[REQUIRED WORK] Please rewrite the records below with "pixel coordinates" replaced by "image coordinates" wherever it occurs, leaving everything else unchanged.
--- --- ---
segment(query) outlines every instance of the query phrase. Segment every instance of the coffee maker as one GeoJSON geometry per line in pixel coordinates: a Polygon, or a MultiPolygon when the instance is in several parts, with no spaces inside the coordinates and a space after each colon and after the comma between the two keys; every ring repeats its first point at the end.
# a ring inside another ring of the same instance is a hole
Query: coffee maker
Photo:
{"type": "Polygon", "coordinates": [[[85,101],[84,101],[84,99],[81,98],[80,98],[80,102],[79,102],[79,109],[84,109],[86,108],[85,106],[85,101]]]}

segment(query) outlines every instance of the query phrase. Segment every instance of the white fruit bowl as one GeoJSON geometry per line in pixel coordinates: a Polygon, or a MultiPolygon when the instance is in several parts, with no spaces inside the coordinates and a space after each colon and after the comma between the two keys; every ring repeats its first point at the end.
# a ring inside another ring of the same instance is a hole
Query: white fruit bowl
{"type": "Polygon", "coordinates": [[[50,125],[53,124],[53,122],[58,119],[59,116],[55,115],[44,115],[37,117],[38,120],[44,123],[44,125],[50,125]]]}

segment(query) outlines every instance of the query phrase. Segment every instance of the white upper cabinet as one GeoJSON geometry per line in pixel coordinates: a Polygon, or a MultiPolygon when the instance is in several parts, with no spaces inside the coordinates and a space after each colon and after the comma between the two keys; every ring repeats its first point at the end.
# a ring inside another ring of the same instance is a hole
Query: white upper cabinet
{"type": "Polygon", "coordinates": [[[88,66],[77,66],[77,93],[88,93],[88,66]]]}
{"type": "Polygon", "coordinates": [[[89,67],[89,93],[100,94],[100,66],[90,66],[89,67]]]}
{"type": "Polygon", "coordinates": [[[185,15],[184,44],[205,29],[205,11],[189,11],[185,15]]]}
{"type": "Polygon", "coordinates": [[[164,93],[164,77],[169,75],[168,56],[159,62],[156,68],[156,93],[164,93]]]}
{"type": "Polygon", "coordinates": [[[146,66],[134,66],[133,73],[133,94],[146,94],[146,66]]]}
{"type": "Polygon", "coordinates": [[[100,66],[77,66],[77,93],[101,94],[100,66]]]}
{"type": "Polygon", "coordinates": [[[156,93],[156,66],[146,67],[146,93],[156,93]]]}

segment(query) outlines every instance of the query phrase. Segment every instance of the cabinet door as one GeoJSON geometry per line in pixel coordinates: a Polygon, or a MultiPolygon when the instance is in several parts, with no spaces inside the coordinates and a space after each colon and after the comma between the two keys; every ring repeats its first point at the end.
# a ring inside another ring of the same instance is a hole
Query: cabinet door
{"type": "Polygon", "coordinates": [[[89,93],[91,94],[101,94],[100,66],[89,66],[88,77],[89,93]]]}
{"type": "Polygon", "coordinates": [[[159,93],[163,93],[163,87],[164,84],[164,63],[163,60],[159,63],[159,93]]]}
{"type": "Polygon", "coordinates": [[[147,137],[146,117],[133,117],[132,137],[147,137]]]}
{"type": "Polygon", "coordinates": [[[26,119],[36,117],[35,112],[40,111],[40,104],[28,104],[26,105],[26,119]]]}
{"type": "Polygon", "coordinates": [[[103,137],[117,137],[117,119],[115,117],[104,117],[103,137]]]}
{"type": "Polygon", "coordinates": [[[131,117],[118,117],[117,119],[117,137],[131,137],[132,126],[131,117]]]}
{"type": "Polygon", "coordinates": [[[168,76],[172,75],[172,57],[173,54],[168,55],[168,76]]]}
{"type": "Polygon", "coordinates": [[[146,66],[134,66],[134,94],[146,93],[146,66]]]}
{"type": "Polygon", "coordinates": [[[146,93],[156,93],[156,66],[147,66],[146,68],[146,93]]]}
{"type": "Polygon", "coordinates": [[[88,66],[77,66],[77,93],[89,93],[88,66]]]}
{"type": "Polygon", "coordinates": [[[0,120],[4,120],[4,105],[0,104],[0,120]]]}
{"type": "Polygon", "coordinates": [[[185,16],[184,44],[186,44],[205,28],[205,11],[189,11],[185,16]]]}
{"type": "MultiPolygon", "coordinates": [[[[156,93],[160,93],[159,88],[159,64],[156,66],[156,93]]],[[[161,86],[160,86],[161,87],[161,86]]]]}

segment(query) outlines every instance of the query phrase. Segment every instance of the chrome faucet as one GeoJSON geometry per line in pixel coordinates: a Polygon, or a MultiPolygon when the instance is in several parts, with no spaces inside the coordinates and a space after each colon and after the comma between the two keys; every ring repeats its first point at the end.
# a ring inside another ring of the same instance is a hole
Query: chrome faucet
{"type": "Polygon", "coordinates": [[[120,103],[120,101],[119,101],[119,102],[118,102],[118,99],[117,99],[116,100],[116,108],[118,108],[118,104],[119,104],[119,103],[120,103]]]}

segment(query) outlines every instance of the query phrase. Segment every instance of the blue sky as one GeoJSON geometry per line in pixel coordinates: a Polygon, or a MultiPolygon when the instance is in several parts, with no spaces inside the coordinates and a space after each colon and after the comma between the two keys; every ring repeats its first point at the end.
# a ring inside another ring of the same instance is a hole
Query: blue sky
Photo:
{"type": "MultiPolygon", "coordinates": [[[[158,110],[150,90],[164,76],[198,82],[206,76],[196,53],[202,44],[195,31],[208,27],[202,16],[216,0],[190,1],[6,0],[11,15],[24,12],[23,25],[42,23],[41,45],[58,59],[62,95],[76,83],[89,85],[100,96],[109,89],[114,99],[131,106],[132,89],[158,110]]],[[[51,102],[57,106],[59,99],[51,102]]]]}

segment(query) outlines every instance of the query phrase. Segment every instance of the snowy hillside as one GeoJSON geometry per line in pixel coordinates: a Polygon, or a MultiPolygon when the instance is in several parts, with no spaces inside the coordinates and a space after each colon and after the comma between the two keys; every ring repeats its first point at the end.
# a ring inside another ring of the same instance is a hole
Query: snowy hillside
--- --- ---
[SOLUTION TO THIS EXERCISE]
segment(query) outlines every instance of the query phrase. Segment every instance of the coffee maker as one GeoJSON geometry per line in image coordinates: a Polygon, or a MultiPolygon when the instance is in several parts, with no spaces inside the coordinates and a space after each colon and after the comma between the two keys; every ring repeats its first point at the end.
# a ring inside another ring of the same instance is a hole
Query: coffee maker
Photo:
{"type": "Polygon", "coordinates": [[[85,101],[84,101],[84,99],[81,98],[80,98],[80,102],[79,102],[79,109],[84,109],[86,108],[85,106],[85,101]]]}

segment(query) outlines every instance of the query phrase. Segment every instance of the white fruit bowl as one GeoJSON geometry per line in image coordinates: a Polygon, or a MultiPolygon when the instance is in several parts, with no spaces inside the coordinates and a space after each colon and after the comma between the two keys; every ring repeats its first point at the end.
# a ring inside another ring of the same instance is a hole
Query: white fruit bowl
{"type": "Polygon", "coordinates": [[[50,125],[53,124],[53,122],[58,119],[59,116],[55,115],[44,115],[37,117],[38,120],[44,123],[44,125],[50,125]]]}

segment(query) outlines every instance of the query phrase. Segment every instance of the white upper cabinet as one GeoJSON geometry per line in image coordinates: a Polygon, or a MultiPolygon when the instance is in several parts, with no spaces inside the coordinates and a space after each colon and after the comma between the two keys; every ring repeats its first point at the end.
# a ring inside another ring of the same instance is a hole
Query: white upper cabinet
{"type": "Polygon", "coordinates": [[[88,66],[77,66],[77,93],[88,93],[88,66]]]}
{"type": "Polygon", "coordinates": [[[89,67],[89,93],[100,94],[100,66],[90,66],[89,67]]]}
{"type": "Polygon", "coordinates": [[[185,15],[184,44],[205,29],[205,11],[189,11],[185,15]]]}
{"type": "Polygon", "coordinates": [[[164,93],[164,77],[169,75],[168,56],[159,62],[156,68],[156,93],[164,93]]]}
{"type": "Polygon", "coordinates": [[[146,66],[134,66],[133,73],[133,94],[146,94],[146,66]]]}
{"type": "Polygon", "coordinates": [[[100,66],[77,66],[77,93],[101,94],[100,66]]]}
{"type": "Polygon", "coordinates": [[[156,93],[156,66],[146,67],[146,93],[156,93]]]}

segment(query) outlines every instance of the query phrase. Segment every instance of the cabinet door as one GeoJSON geometry per line in image coordinates: a Polygon, or a MultiPolygon when the instance is in several parts, with no spaces inside the coordinates and a space after each colon and after the comma between the two keys; every ring repeats its first point at the end.
# a ring inside another ring of the same instance is a hole
Query: cabinet door
{"type": "Polygon", "coordinates": [[[89,93],[91,94],[101,94],[100,66],[89,66],[88,77],[89,93]]]}
{"type": "Polygon", "coordinates": [[[159,93],[163,93],[163,87],[164,84],[164,63],[163,60],[159,63],[159,93]]]}
{"type": "Polygon", "coordinates": [[[147,137],[146,117],[133,117],[132,137],[147,137]]]}
{"type": "Polygon", "coordinates": [[[26,119],[36,117],[35,112],[40,111],[40,104],[28,104],[26,105],[26,119]]]}
{"type": "Polygon", "coordinates": [[[103,137],[117,137],[117,119],[115,117],[104,117],[103,137]]]}
{"type": "Polygon", "coordinates": [[[131,117],[118,117],[117,119],[117,137],[131,137],[132,126],[131,117]]]}
{"type": "Polygon", "coordinates": [[[168,76],[172,75],[172,57],[173,54],[168,55],[168,76]]]}
{"type": "Polygon", "coordinates": [[[146,66],[134,66],[134,94],[146,93],[146,66]]]}
{"type": "Polygon", "coordinates": [[[146,93],[156,93],[156,66],[147,66],[146,68],[146,93]]]}
{"type": "Polygon", "coordinates": [[[88,66],[77,66],[77,93],[89,93],[88,66]]]}
{"type": "Polygon", "coordinates": [[[0,120],[4,120],[4,105],[0,104],[0,120]]]}
{"type": "Polygon", "coordinates": [[[185,16],[184,44],[186,44],[205,28],[205,11],[189,11],[185,16]]]}
{"type": "MultiPolygon", "coordinates": [[[[156,93],[160,93],[159,88],[159,64],[156,66],[156,93]]],[[[161,86],[160,86],[161,87],[161,86]]]]}

segment(query) outlines every instance of the query phrase. Segment every instance of the chrome faucet as one GeoJSON geometry per line in image coordinates: a Polygon, or a MultiPolygon when the instance is in several parts, with no spaces inside the coordinates and a space after each colon and after the comma between the two keys; every ring repeats its first point at the end.
# a ring inside another ring of the same instance is a hole
Query: chrome faucet
{"type": "Polygon", "coordinates": [[[120,103],[120,101],[119,101],[119,102],[118,102],[118,99],[117,99],[116,100],[116,108],[118,108],[118,104],[119,104],[119,103],[120,103]]]}

segment(query) outlines every instance of the query phrase. Segment every instance of the blue sky as one GeoJSON geometry per line in image coordinates: a Polygon, or a MultiPolygon when the instance is in several parts, with no spaces inside the coordinates and a space after each colon and after the comma between the two keys; every ring repeats its first point at the end.
# a ring inside another ring of the same instance is a hole
Query: blue sky
Photo:
{"type": "MultiPolygon", "coordinates": [[[[158,110],[150,90],[164,76],[198,82],[206,76],[196,53],[202,44],[195,31],[208,27],[202,16],[216,0],[190,1],[6,0],[11,15],[24,12],[23,25],[42,23],[41,45],[58,59],[62,95],[76,83],[89,85],[100,96],[109,89],[114,99],[131,106],[132,89],[158,110]]],[[[51,102],[57,106],[59,99],[51,102]]]]}

segment(query) outlines every instance of the query phrase. Segment every instance of the snowy hillside as one GeoJSON geometry per line in image coordinates: a Polygon, or a MultiPolygon when the instance is in several parts, with no spaces inside the coordinates and a space after each colon and after the comma between the two keys; every ring repeats its first point at the end.
# a ring inside another ring of the same instance is a hole
Query: snowy hillside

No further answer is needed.